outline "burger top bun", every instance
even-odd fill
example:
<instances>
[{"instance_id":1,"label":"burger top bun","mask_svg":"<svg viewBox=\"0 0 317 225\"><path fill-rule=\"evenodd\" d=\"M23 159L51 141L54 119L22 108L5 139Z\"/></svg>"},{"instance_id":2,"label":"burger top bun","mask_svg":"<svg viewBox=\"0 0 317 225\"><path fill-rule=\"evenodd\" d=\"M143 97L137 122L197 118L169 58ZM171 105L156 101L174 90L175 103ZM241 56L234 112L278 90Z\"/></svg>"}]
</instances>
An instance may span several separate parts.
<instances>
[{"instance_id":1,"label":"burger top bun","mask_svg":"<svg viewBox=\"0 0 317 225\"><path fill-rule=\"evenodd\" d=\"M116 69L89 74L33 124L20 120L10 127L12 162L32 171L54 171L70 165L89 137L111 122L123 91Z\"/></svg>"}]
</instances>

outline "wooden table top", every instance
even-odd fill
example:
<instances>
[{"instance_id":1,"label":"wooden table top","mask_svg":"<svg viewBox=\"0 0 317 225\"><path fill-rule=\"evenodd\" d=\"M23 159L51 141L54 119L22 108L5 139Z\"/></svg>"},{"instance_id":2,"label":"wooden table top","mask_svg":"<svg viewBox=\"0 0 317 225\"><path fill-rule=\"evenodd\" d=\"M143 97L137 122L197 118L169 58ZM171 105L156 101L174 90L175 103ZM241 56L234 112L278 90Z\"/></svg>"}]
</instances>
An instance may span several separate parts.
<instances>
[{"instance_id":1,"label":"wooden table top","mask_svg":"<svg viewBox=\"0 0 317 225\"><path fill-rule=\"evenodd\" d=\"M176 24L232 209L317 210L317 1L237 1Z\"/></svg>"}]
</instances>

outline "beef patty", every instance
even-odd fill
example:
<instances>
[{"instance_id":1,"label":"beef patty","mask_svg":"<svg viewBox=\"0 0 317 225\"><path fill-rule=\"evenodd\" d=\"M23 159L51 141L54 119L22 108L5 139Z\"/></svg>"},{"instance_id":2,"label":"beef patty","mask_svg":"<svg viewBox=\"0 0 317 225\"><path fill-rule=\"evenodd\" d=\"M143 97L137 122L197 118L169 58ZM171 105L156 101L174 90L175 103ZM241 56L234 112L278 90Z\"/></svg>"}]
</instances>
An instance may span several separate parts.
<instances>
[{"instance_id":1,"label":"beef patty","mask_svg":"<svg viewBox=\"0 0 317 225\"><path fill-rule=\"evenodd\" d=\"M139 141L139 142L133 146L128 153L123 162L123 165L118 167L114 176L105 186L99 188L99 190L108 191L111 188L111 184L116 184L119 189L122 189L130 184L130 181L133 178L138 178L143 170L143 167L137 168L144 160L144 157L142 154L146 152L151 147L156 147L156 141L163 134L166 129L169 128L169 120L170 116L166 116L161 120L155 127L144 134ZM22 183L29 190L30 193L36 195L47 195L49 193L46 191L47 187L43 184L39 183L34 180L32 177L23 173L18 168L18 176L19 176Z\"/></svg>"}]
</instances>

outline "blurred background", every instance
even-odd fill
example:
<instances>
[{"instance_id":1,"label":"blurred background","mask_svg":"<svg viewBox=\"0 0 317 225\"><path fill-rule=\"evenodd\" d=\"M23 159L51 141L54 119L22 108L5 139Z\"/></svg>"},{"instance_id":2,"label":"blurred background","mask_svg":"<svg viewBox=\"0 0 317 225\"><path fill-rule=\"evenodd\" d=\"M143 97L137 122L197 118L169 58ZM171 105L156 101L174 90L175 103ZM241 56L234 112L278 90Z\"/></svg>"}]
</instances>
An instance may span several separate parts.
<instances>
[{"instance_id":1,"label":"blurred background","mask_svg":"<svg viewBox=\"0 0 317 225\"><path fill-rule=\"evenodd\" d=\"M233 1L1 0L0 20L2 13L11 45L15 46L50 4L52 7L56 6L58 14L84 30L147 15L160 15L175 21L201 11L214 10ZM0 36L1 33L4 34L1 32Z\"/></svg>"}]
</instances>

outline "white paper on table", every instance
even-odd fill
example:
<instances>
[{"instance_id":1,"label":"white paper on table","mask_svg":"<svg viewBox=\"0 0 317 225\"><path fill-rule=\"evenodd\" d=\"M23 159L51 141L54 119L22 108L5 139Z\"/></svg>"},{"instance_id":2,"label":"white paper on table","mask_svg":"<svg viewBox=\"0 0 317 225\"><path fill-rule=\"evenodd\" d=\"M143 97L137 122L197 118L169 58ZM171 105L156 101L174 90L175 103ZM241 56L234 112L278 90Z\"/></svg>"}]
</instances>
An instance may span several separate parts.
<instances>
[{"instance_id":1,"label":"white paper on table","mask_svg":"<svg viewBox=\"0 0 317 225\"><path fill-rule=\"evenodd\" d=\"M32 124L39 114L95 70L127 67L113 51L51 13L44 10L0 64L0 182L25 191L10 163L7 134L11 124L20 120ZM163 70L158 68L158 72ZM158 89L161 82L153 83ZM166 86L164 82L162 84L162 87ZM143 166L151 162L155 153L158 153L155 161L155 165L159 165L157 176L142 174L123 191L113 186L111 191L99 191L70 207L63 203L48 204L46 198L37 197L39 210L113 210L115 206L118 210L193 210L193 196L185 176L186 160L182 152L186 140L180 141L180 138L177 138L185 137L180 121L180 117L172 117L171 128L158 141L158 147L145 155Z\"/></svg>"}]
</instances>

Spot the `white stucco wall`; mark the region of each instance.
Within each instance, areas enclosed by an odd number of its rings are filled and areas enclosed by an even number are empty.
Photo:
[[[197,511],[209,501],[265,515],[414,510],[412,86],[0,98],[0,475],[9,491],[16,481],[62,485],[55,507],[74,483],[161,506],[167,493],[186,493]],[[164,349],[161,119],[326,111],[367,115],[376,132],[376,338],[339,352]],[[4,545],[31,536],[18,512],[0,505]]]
□ □ □ □
Yukarıdaki satırların hepsini, her satıra bir dize düşecek biçimde bir JSON listesi olarak ifade et. Boş satırları listeye alma.

[
  "outline \"burger top bun\", every instance",
  "even-odd fill",
  "example:",
  "<instances>",
  "[{\"instance_id\":1,\"label\":\"burger top bun\",\"mask_svg\":\"<svg viewBox=\\\"0 0 317 225\\\"><path fill-rule=\\\"evenodd\\\" d=\\\"M23 159L51 141L54 119L22 108L5 139Z\\\"/></svg>\"},{\"instance_id\":2,\"label\":\"burger top bun\",\"mask_svg\":\"<svg viewBox=\\\"0 0 317 225\\\"><path fill-rule=\\\"evenodd\\\" d=\\\"M143 97L137 122L197 118L169 58ZM171 105L156 101L174 90L175 103ZM241 56L234 112L278 90Z\\\"/></svg>\"}]",
  "</instances>",
  "An instance may span several separate parts.",
  "<instances>",
  "[{\"instance_id\":1,\"label\":\"burger top bun\",\"mask_svg\":\"<svg viewBox=\\\"0 0 317 225\\\"><path fill-rule=\\\"evenodd\\\" d=\\\"M116 69L89 74L33 124L20 120L10 127L12 162L32 171L54 171L70 165L89 137L111 122L123 91Z\\\"/></svg>\"}]",
  "</instances>",
  "outline \"wooden table top\", every instance",
  "even-odd fill",
  "example:",
  "<instances>",
  "[{\"instance_id\":1,\"label\":\"wooden table top\",\"mask_svg\":\"<svg viewBox=\\\"0 0 317 225\\\"><path fill-rule=\\\"evenodd\\\" d=\\\"M23 159L51 141L54 119L22 108L5 139Z\\\"/></svg>\"},{\"instance_id\":2,\"label\":\"wooden table top\",\"mask_svg\":\"<svg viewBox=\\\"0 0 317 225\\\"><path fill-rule=\\\"evenodd\\\" d=\\\"M143 97L137 122L197 118L169 58ZM171 105L156 101L174 90L175 103ZM241 56L234 112L278 90Z\\\"/></svg>\"}]",
  "</instances>",
  "An instance may span several separate parts.",
  "<instances>",
  "[{\"instance_id\":1,\"label\":\"wooden table top\",\"mask_svg\":\"<svg viewBox=\\\"0 0 317 225\\\"><path fill-rule=\\\"evenodd\\\" d=\\\"M176 24L232 209L317 210L317 1L237 1Z\\\"/></svg>\"}]",
  "</instances>",
  "outline \"beef patty\", every instance",
  "even-odd fill",
  "example:",
  "<instances>",
  "[{\"instance_id\":1,\"label\":\"beef patty\",\"mask_svg\":\"<svg viewBox=\\\"0 0 317 225\\\"><path fill-rule=\\\"evenodd\\\" d=\\\"M23 159L51 141L54 119L22 108L5 139Z\\\"/></svg>\"},{\"instance_id\":2,\"label\":\"beef patty\",\"mask_svg\":\"<svg viewBox=\\\"0 0 317 225\\\"><path fill-rule=\\\"evenodd\\\" d=\\\"M143 97L137 122L197 118L169 58ZM171 105L156 101L174 90L175 103ZM241 56L234 112L278 90Z\\\"/></svg>\"}]",
  "</instances>",
  "An instance may span several separate parts.",
  "<instances>",
  "[{\"instance_id\":1,\"label\":\"beef patty\",\"mask_svg\":\"<svg viewBox=\\\"0 0 317 225\\\"><path fill-rule=\\\"evenodd\\\" d=\\\"M139 141L139 142L133 146L128 153L123 162L123 165L118 167L114 176L105 186L99 188L99 190L108 191L111 188L111 184L116 184L119 189L122 189L130 184L130 181L133 178L138 178L143 170L143 167L137 168L144 160L144 157L142 154L146 152L151 147L156 147L156 141L163 134L166 129L169 128L169 120L170 116L166 116L161 120L155 127L144 134ZM22 183L29 190L30 193L36 195L47 195L49 193L46 191L47 187L43 184L39 183L34 180L32 177L23 173L18 168L18 176L19 176Z\\\"/></svg>\"}]",
  "</instances>",
  "outline \"blurred background\", every instance",
  "even-odd fill",
  "example:",
  "<instances>",
  "[{\"instance_id\":1,\"label\":\"blurred background\",\"mask_svg\":\"<svg viewBox=\\\"0 0 317 225\\\"><path fill-rule=\\\"evenodd\\\" d=\\\"M23 159L51 141L54 119L22 108L5 139Z\\\"/></svg>\"},{\"instance_id\":2,\"label\":\"blurred background\",\"mask_svg\":\"<svg viewBox=\\\"0 0 317 225\\\"><path fill-rule=\\\"evenodd\\\" d=\\\"M143 97L137 122L197 118L169 58ZM171 105L156 101L174 90L175 103ZM241 56L234 112L278 90Z\\\"/></svg>\"}]",
  "</instances>",
  "An instance may span several separate parts.",
  "<instances>",
  "[{\"instance_id\":1,\"label\":\"blurred background\",\"mask_svg\":\"<svg viewBox=\\\"0 0 317 225\\\"><path fill-rule=\\\"evenodd\\\" d=\\\"M233 1L1 0L0 20L2 13L11 45L15 46L50 4L52 7L56 6L58 14L84 30L147 15L160 15L175 21L201 11L214 10ZM0 36L1 33L4 34L1 32Z\\\"/></svg>\"}]",
  "</instances>",
  "outline \"white paper on table\", every instance",
  "even-odd fill",
  "example:",
  "<instances>",
  "[{\"instance_id\":1,\"label\":\"white paper on table\",\"mask_svg\":\"<svg viewBox=\\\"0 0 317 225\\\"><path fill-rule=\\\"evenodd\\\" d=\\\"M23 159L51 141L54 119L22 108L5 139Z\\\"/></svg>\"},{\"instance_id\":2,\"label\":\"white paper on table\",\"mask_svg\":\"<svg viewBox=\\\"0 0 317 225\\\"><path fill-rule=\\\"evenodd\\\" d=\\\"M143 97L137 122L197 118L169 58ZM171 105L156 101L174 90L175 103ZM241 56L234 112L278 90Z\\\"/></svg>\"}]",
  "</instances>",
  "An instance may span several separate parts.",
  "<instances>",
  "[{\"instance_id\":1,\"label\":\"white paper on table\",\"mask_svg\":\"<svg viewBox=\\\"0 0 317 225\\\"><path fill-rule=\\\"evenodd\\\" d=\\\"M32 124L39 114L95 70L127 67L113 51L51 13L44 10L0 64L0 182L25 191L10 163L7 134L11 124L20 120ZM163 70L158 68L158 72ZM158 89L161 82L153 83ZM166 86L164 82L162 84L162 87ZM143 166L151 162L155 153L158 153L155 161L155 165L159 165L157 176L142 174L123 191L113 186L111 191L99 191L70 207L63 203L48 204L46 198L37 197L39 210L113 210L115 206L118 210L193 210L193 196L185 176L186 160L182 152L186 140L180 141L180 138L177 138L185 137L180 121L180 117L172 117L171 128L158 141L158 147L145 155Z\\\"/></svg>\"}]",
  "</instances>",
  "Spot the `white stucco wall`; mark the region of each instance.",
  "Within each instance, areas enclosed by an odd number of its rings are filled and areas enclosed by an even number are empty.",
  "Photo:",
  "[[[197,511],[209,501],[265,515],[414,510],[412,86],[0,98],[0,475],[9,491],[16,481],[62,485],[55,507],[74,483],[161,506],[167,493],[186,493]],[[164,349],[161,119],[326,111],[367,115],[376,132],[376,338],[339,352]],[[4,545],[31,536],[18,512],[0,505]]]"
]